[START OF EXTRACTED INFORMATION]

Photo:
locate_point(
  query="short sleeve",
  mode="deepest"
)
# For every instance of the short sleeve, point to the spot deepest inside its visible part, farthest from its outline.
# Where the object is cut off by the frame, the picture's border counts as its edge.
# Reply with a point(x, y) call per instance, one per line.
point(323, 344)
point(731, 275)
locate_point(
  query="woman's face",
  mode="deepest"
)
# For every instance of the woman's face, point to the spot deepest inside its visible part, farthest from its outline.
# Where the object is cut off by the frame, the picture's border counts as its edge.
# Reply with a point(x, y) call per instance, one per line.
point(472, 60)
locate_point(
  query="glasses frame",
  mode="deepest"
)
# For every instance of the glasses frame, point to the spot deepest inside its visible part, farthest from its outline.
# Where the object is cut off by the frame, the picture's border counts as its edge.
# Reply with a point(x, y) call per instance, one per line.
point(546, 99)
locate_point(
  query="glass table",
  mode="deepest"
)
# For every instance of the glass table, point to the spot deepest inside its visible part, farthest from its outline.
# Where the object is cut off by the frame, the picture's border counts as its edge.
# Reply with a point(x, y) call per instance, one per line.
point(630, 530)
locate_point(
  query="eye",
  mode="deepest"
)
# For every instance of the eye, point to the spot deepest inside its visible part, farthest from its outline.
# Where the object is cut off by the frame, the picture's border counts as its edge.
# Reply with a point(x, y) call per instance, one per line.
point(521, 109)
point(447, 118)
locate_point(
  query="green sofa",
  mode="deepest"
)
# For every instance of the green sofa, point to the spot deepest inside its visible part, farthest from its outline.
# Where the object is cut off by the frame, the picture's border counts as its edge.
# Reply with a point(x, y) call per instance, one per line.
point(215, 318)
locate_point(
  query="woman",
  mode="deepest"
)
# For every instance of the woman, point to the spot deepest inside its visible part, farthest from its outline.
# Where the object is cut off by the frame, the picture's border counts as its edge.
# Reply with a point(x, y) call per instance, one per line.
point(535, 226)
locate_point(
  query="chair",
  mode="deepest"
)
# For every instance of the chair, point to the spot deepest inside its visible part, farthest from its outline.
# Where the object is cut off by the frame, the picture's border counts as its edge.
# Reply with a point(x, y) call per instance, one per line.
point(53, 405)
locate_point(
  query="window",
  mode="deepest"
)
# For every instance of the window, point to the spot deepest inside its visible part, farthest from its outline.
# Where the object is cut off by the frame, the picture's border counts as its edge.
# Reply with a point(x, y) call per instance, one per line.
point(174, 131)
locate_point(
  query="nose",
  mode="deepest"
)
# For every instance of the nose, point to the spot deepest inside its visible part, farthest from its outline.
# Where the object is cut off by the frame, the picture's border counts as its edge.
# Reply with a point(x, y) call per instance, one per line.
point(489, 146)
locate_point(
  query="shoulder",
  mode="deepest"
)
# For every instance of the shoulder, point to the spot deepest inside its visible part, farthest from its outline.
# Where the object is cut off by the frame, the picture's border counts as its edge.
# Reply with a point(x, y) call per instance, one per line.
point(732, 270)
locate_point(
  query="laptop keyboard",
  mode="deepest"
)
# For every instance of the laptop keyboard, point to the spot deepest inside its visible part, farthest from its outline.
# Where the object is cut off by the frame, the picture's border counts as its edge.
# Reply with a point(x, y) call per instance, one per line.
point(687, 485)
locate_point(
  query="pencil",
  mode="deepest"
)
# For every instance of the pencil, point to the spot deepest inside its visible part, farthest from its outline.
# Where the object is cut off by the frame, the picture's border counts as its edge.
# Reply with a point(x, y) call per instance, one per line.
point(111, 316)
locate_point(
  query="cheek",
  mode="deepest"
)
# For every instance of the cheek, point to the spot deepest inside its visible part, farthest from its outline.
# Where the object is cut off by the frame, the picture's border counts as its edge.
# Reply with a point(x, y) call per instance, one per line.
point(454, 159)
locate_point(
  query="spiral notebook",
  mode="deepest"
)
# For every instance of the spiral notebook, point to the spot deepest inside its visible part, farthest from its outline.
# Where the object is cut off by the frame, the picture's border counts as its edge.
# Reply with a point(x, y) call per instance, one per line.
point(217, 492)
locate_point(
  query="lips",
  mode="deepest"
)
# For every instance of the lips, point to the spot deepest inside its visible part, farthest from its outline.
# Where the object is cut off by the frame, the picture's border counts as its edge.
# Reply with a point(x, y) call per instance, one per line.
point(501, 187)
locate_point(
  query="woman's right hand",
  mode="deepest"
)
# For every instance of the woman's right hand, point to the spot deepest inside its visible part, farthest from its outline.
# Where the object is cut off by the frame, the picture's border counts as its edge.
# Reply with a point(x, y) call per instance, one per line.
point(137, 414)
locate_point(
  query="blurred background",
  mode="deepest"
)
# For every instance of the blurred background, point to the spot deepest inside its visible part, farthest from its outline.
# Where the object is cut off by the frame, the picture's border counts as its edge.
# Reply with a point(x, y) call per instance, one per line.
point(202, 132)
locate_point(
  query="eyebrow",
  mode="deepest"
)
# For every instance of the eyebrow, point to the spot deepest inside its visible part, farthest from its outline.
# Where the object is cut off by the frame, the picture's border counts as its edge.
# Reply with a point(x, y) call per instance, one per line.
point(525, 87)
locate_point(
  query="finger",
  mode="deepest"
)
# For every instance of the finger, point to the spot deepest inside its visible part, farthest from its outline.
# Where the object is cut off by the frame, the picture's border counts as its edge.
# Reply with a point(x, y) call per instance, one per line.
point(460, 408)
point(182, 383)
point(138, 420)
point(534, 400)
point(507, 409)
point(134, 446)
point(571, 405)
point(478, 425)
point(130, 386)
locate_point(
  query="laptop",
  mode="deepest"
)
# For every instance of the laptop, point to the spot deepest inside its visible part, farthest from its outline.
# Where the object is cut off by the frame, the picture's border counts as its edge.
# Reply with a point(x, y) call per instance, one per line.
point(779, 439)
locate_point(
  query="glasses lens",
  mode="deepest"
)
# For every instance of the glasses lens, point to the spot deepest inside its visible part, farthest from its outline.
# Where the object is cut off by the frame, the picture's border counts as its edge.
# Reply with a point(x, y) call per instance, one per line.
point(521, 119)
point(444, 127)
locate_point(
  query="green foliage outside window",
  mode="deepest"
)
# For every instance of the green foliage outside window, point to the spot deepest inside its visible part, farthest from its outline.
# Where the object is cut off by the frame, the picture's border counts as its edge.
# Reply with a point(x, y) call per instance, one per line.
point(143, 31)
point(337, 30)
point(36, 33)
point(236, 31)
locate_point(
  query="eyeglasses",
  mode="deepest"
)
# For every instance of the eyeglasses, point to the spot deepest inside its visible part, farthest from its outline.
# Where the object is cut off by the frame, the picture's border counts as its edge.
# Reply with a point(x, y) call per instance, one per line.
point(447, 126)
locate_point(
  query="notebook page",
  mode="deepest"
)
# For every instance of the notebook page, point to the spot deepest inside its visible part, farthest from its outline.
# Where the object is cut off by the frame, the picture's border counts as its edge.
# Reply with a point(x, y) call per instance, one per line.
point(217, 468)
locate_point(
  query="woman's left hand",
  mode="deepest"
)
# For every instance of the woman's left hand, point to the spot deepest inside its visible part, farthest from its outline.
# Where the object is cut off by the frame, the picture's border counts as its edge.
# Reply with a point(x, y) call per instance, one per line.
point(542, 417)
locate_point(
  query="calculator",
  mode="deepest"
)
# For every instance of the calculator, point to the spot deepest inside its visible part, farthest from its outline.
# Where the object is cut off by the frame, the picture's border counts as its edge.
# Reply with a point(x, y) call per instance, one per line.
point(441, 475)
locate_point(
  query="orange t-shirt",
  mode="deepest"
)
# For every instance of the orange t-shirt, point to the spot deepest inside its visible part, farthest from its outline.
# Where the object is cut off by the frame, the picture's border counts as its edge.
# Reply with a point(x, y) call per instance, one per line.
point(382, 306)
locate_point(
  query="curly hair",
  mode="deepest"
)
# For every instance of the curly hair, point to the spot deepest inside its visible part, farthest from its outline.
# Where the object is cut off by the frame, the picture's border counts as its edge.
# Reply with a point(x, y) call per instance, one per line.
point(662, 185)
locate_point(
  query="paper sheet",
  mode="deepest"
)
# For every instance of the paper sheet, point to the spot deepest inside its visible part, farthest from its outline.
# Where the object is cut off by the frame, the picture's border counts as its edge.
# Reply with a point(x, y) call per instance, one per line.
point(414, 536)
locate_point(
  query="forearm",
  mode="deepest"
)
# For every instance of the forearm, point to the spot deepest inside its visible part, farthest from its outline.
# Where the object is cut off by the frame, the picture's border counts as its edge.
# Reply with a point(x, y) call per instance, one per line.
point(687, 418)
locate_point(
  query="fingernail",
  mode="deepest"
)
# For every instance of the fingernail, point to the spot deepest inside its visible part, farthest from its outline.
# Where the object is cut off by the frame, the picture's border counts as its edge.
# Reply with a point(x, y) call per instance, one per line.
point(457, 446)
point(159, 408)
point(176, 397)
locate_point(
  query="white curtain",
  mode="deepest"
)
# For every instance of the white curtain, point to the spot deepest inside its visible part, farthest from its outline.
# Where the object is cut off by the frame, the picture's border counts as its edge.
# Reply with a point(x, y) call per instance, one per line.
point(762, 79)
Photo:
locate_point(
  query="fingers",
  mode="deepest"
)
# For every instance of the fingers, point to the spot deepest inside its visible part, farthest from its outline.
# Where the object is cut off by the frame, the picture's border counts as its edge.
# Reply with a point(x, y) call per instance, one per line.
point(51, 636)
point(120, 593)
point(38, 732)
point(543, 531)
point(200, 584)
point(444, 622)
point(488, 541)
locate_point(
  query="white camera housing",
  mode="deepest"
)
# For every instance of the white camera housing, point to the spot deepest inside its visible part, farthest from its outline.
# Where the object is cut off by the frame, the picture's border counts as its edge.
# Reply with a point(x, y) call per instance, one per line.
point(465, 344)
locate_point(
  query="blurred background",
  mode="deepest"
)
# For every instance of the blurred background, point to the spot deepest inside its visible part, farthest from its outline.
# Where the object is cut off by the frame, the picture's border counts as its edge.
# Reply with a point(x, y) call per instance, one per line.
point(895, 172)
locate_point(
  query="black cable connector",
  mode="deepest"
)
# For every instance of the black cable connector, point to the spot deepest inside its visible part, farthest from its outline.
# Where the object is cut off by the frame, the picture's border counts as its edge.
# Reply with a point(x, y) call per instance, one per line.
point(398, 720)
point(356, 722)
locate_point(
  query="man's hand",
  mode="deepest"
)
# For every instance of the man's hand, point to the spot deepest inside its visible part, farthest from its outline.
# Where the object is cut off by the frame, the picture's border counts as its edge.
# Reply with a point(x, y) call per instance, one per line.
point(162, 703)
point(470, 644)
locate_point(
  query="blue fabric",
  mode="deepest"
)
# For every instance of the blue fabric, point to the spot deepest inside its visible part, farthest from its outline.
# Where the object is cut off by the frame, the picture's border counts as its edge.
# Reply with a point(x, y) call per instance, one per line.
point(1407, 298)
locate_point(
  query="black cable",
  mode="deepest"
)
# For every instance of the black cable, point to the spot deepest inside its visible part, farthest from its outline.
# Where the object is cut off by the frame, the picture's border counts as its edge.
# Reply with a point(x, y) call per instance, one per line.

[END OF EXTRACTED INFORMATION]

- [WHAT YOU WILL DO] Count the lines in the items above that contain the word "sofa", and reply with that number alone.

- [THE RESPONSE] 2